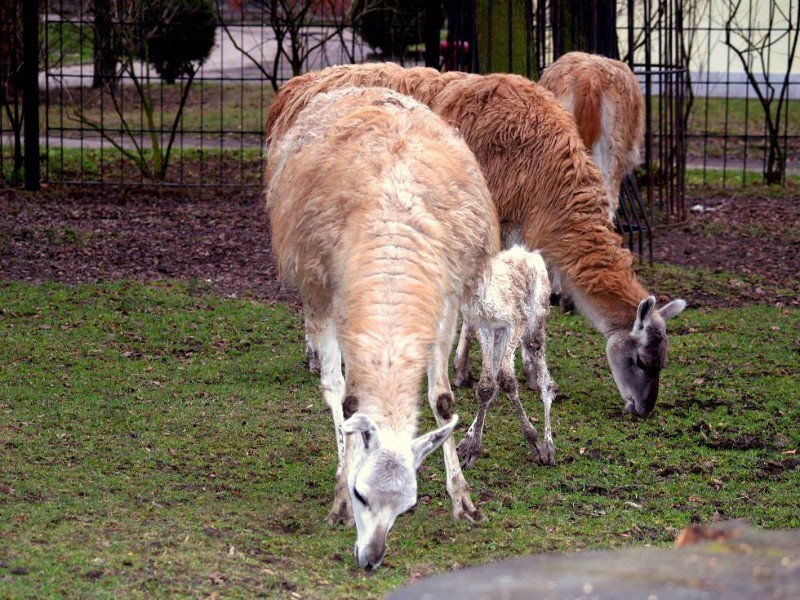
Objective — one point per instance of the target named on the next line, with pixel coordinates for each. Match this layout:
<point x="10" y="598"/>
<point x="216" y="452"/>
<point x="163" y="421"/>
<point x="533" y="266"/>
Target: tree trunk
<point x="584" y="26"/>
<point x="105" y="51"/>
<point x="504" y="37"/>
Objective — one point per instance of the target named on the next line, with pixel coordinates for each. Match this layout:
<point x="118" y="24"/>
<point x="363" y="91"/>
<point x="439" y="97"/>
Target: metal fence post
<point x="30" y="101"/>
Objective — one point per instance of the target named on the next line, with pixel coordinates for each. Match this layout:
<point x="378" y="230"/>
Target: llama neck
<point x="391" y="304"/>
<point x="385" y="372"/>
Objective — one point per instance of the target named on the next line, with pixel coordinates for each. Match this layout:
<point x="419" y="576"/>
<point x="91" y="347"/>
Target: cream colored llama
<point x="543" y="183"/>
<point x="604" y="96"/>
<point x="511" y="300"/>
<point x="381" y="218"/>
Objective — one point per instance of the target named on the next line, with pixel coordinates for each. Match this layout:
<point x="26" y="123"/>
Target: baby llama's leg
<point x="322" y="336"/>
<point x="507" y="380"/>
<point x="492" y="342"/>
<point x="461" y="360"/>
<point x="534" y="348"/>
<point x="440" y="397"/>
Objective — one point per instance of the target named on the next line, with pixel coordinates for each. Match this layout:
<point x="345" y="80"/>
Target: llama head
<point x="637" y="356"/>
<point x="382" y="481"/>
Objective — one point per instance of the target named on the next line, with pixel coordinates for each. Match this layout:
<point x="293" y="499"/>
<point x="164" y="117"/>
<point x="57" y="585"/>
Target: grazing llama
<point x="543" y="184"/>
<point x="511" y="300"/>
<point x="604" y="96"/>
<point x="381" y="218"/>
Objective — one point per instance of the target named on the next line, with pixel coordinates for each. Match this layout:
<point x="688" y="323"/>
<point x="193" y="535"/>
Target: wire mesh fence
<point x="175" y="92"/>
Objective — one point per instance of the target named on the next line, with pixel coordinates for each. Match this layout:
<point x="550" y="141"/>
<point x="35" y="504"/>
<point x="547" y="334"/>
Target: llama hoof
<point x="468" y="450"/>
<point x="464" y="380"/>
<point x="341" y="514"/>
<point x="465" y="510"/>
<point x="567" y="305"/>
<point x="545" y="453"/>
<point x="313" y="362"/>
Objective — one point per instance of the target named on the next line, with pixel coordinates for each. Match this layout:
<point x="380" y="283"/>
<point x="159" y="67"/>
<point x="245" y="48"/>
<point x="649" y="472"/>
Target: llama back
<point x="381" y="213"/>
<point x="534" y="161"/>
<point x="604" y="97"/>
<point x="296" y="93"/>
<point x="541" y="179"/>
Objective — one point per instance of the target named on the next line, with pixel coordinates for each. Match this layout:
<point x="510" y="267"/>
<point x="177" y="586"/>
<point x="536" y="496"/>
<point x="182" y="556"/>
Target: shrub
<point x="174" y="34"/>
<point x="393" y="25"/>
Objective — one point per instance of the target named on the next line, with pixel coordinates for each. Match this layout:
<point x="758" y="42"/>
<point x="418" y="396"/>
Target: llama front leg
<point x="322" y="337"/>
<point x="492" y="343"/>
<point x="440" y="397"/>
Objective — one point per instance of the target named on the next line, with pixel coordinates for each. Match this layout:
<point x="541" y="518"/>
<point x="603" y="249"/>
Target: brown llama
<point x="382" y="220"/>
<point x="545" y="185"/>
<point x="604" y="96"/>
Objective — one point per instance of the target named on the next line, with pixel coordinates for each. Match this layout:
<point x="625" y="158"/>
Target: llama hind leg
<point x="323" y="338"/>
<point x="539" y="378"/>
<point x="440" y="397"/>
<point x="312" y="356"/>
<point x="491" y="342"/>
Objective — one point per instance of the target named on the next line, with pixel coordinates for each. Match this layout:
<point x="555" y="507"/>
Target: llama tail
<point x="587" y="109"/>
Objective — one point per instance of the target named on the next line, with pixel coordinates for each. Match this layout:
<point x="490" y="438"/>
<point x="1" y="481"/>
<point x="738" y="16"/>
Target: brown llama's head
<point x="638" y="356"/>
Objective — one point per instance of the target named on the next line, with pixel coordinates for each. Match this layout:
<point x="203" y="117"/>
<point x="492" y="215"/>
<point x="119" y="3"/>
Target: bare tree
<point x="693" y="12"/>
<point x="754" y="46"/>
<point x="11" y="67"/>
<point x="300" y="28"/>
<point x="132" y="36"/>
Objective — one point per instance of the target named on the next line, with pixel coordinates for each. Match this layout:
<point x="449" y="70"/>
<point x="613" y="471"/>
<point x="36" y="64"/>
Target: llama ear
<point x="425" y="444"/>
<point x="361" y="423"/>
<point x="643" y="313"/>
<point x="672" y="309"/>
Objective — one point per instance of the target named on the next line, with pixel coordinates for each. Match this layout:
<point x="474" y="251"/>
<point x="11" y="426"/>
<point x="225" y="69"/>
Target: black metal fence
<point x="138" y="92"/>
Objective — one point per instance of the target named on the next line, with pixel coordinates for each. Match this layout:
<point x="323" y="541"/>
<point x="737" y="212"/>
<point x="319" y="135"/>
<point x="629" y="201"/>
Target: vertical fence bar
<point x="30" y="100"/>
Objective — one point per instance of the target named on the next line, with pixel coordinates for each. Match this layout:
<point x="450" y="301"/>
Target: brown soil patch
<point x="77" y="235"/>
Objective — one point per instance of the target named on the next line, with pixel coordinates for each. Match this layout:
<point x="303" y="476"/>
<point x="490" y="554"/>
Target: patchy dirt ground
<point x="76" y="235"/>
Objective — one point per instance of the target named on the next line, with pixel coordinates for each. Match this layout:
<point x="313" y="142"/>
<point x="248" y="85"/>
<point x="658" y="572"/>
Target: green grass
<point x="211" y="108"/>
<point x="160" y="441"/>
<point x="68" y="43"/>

════════════════════

**Activity:** Could you print all of the entries above exactly as written, minus the pictures?

**Answer to this problem:**
Objective — one point per instance of the target named on the next line, with pixel coordinates for each. Match this layout:
<point x="10" y="598"/>
<point x="216" y="452"/>
<point x="163" y="421"/>
<point x="533" y="266"/>
Target: tree trunk
<point x="584" y="26"/>
<point x="105" y="51"/>
<point x="504" y="37"/>
Objective — one point per instance of the target named on the next line, with pixel coordinates for each. Match this layout:
<point x="118" y="24"/>
<point x="363" y="91"/>
<point x="439" y="97"/>
Target: metal fence post
<point x="30" y="101"/>
Objective — one point per instance of the target named on the next line, with pixel coordinates for each. Match this layout:
<point x="378" y="230"/>
Target: llama neck
<point x="391" y="304"/>
<point x="385" y="372"/>
Objective — one point per instance of the target named on the next line, with pixel coordinates for each. Match this layout:
<point x="419" y="576"/>
<point x="91" y="347"/>
Target: cream colored llama
<point x="543" y="183"/>
<point x="604" y="96"/>
<point x="511" y="300"/>
<point x="381" y="218"/>
Objective — one point per instance of the target named on the next line, with pixel coordinates for each. Match this layout:
<point x="26" y="123"/>
Target: baby llama's leg
<point x="322" y="336"/>
<point x="507" y="380"/>
<point x="492" y="342"/>
<point x="461" y="360"/>
<point x="534" y="348"/>
<point x="440" y="397"/>
Objective — one point per instance of the target named on the next line, with pixel coordinates for each. Match this layout:
<point x="345" y="80"/>
Target: llama head
<point x="637" y="356"/>
<point x="382" y="481"/>
Objective — one point per instance of the target named on the next line, with pixel coordinates for each. Match this layout:
<point x="293" y="499"/>
<point x="164" y="117"/>
<point x="57" y="585"/>
Target: grazing llama
<point x="543" y="184"/>
<point x="511" y="300"/>
<point x="604" y="96"/>
<point x="381" y="218"/>
Objective — one point per instance of the target named on the next line, with pixel coordinates for each. Match this layout:
<point x="688" y="323"/>
<point x="193" y="535"/>
Target: wire mesh fence
<point x="175" y="92"/>
Objective — one point per instance of the target named on the next line, with pixel coordinates for each. Match this layout:
<point x="550" y="141"/>
<point x="35" y="504"/>
<point x="547" y="334"/>
Target: llama hoof
<point x="468" y="450"/>
<point x="464" y="380"/>
<point x="341" y="514"/>
<point x="465" y="510"/>
<point x="567" y="305"/>
<point x="545" y="453"/>
<point x="313" y="362"/>
Objective — one point per instance of the target named on the next line, with pixel coordinates for each. Match this layout:
<point x="380" y="283"/>
<point x="159" y="67"/>
<point x="245" y="48"/>
<point x="649" y="472"/>
Target: llama back
<point x="381" y="213"/>
<point x="534" y="161"/>
<point x="604" y="97"/>
<point x="296" y="93"/>
<point x="541" y="179"/>
Objective — one point per instance of the target named on the next line, with pixel coordinates for each. Match this layout:
<point x="510" y="267"/>
<point x="177" y="586"/>
<point x="536" y="496"/>
<point x="182" y="556"/>
Target: shrub
<point x="174" y="34"/>
<point x="393" y="25"/>
Objective — one point per instance of the target named on the next line, with pixel coordinates for each. Match this layout:
<point x="758" y="42"/>
<point x="418" y="396"/>
Target: llama front leg
<point x="322" y="337"/>
<point x="492" y="343"/>
<point x="440" y="397"/>
Objective — one point per instance of the target named on the next line, with pixel coordinates for each. Match this layout:
<point x="541" y="518"/>
<point x="603" y="249"/>
Target: brown llama
<point x="382" y="220"/>
<point x="545" y="185"/>
<point x="604" y="96"/>
Objective — one point per instance of the target named on the next line, with pixel coordinates for each. Match this layout:
<point x="625" y="158"/>
Target: llama hind leg
<point x="323" y="338"/>
<point x="539" y="378"/>
<point x="440" y="397"/>
<point x="312" y="356"/>
<point x="491" y="342"/>
Objective — one point per instance of the target named on the next line, with pixel coordinates for each. Match this layout:
<point x="555" y="507"/>
Target: llama tail
<point x="587" y="109"/>
Objective — one point per instance of the target named on the next line, with pixel coordinates for each. Match this layout:
<point x="490" y="438"/>
<point x="1" y="481"/>
<point x="738" y="16"/>
Target: brown llama's head
<point x="638" y="356"/>
Objective — one point per instance of the target named on the next line, with pixel coordinates for each. Match this layout:
<point x="203" y="117"/>
<point x="492" y="215"/>
<point x="119" y="3"/>
Target: bare tree
<point x="693" y="12"/>
<point x="754" y="46"/>
<point x="11" y="67"/>
<point x="300" y="28"/>
<point x="132" y="36"/>
Objective — one point per instance of the target named on the next line, with pixel coordinates for each. Match this layout:
<point x="449" y="70"/>
<point x="613" y="471"/>
<point x="36" y="64"/>
Target: llama ear
<point x="425" y="444"/>
<point x="361" y="423"/>
<point x="643" y="313"/>
<point x="672" y="309"/>
Objective — one point per instance of the target named on the next line, with pixel coordinates for each. Match this layout:
<point x="474" y="251"/>
<point x="11" y="426"/>
<point x="225" y="69"/>
Target: black metal fence
<point x="138" y="92"/>
Objective — one point per instance of the target named on the next line, with pixel coordinates for each. Match this layout:
<point x="323" y="541"/>
<point x="737" y="212"/>
<point x="319" y="135"/>
<point x="629" y="201"/>
Target: vertical fence bar
<point x="30" y="100"/>
Objective — one point per instance of the target named on the next line, with pixel coordinates for each. Match this layout:
<point x="450" y="301"/>
Target: brown soil patch
<point x="77" y="235"/>
Objective — one point per instance of the target named on the next line, with pixel coordinates for each. Match this layout:
<point x="303" y="476"/>
<point x="490" y="554"/>
Target: patchy dirt ground
<point x="76" y="235"/>
Objective — one point per instance of the target named on the next line, with pixel coordinates for each. Match this layout:
<point x="313" y="142"/>
<point x="248" y="85"/>
<point x="658" y="572"/>
Target: green grass
<point x="211" y="108"/>
<point x="160" y="441"/>
<point x="68" y="43"/>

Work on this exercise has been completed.